>>>

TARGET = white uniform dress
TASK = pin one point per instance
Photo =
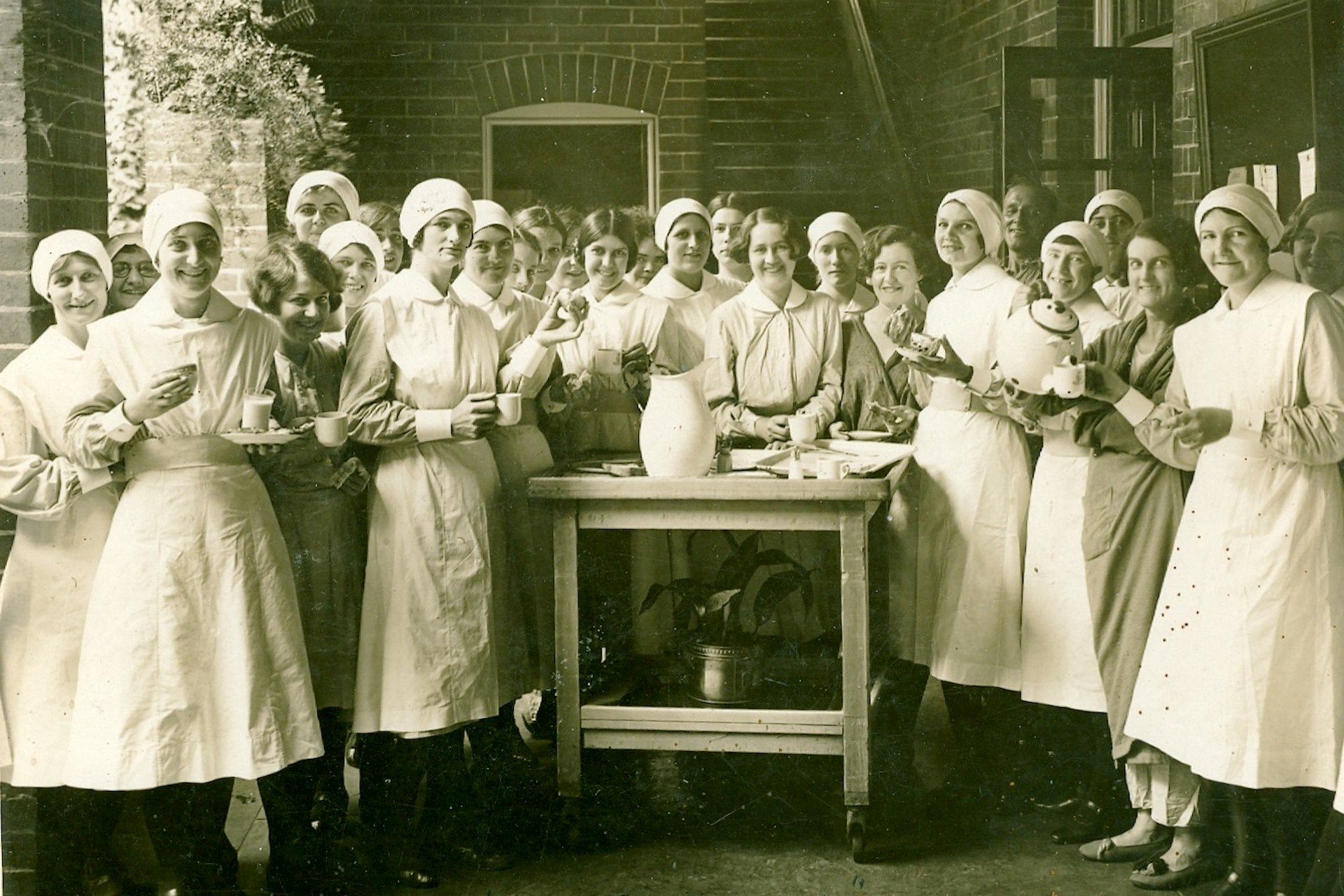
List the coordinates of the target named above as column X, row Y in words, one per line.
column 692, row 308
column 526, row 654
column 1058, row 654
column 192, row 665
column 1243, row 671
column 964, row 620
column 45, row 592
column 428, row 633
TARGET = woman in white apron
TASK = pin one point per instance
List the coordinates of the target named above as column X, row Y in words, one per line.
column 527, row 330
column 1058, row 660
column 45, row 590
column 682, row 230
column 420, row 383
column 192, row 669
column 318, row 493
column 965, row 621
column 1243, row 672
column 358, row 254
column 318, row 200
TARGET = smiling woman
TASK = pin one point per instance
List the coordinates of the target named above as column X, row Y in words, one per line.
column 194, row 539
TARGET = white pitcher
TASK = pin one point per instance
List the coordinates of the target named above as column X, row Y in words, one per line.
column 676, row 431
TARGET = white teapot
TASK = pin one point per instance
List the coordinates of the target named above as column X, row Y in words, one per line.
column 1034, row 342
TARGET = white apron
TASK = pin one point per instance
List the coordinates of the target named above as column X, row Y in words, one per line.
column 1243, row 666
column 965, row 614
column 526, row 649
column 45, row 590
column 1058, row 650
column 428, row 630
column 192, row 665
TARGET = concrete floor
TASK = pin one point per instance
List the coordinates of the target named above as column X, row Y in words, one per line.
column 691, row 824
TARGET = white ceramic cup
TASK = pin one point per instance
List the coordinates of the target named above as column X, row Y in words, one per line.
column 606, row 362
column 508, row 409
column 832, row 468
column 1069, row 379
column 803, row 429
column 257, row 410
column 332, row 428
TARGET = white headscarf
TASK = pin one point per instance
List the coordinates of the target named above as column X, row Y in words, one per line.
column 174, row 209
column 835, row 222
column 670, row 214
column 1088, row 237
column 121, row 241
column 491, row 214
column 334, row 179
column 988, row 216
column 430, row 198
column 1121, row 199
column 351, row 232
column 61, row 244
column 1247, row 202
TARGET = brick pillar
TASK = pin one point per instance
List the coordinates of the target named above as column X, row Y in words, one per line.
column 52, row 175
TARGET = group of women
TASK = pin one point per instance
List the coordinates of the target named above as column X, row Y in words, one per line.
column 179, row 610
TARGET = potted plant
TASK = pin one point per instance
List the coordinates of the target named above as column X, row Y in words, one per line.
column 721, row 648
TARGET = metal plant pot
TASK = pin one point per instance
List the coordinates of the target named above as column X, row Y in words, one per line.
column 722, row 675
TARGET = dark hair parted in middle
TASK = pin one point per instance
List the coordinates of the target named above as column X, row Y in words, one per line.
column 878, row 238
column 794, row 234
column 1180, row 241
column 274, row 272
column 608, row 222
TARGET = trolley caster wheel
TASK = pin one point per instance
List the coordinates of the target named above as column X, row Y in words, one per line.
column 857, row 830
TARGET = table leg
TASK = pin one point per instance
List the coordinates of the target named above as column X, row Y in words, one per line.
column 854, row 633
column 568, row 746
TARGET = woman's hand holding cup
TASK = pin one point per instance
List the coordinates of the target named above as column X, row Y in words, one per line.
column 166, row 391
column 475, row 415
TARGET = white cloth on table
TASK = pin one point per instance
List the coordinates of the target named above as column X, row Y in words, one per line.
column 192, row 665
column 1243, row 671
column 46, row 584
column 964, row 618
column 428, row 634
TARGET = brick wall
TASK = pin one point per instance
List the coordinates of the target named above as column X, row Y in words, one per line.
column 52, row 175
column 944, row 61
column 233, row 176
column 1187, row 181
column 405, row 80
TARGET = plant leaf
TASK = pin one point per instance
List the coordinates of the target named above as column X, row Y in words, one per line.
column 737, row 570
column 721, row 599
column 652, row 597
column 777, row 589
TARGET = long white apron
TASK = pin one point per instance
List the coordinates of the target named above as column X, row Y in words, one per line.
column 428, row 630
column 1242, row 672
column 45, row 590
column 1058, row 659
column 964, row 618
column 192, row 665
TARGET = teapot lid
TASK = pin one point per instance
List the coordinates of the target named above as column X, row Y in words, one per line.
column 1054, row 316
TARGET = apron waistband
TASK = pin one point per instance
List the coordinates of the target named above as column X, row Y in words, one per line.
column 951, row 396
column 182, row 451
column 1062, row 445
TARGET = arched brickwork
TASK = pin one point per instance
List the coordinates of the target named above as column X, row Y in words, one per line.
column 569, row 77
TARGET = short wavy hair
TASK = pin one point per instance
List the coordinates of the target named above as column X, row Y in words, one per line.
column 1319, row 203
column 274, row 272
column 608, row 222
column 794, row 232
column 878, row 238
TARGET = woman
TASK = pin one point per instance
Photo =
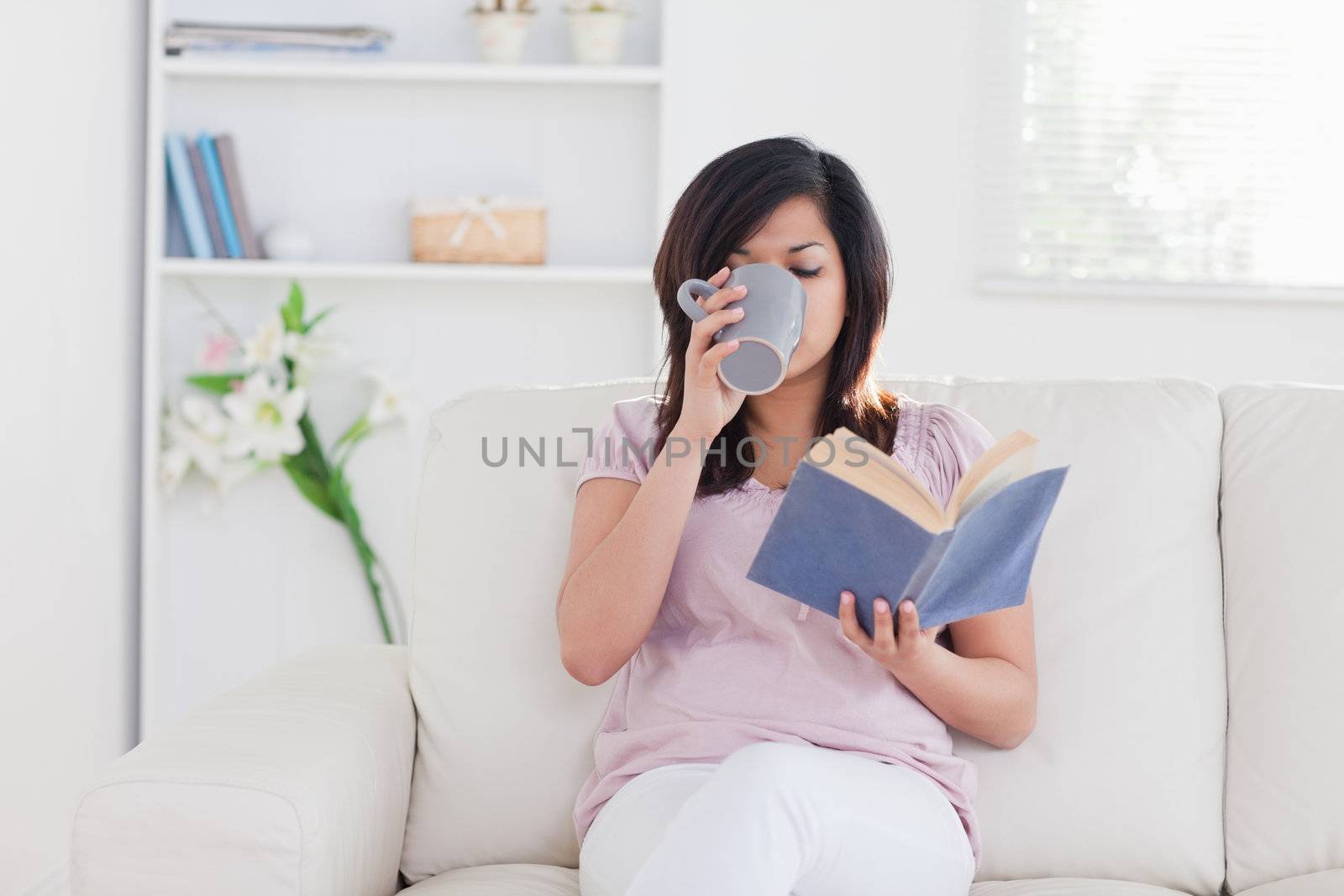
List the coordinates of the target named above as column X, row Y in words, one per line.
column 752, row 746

<<<

Please write out everything in the listing above from the line containing "TARGET = concrete floor" down to the line containing "column 1247, row 202", including both of those lines, without changing a character.

**REPLY TO THE EXERCISE**
TARGET = concrete floor
TASK = pin one point per instance
List the coordinates of the target named above as column X, row Y in words, one per line.
column 691, row 824
TARGET = white ceramic cup
TASK = pin one point per instance
List the coordinates of the target named above as column X, row Y in words, one per line.
column 606, row 362
column 508, row 409
column 832, row 468
column 1069, row 379
column 803, row 429
column 257, row 410
column 332, row 428
TARGET = white headscarf
TASK = pin one point per instance
List the coordinates of the target named above as column X, row Y in words, one per line.
column 174, row 209
column 835, row 222
column 670, row 214
column 1088, row 237
column 121, row 241
column 491, row 214
column 334, row 179
column 988, row 216
column 430, row 198
column 1121, row 199
column 351, row 232
column 61, row 244
column 1247, row 202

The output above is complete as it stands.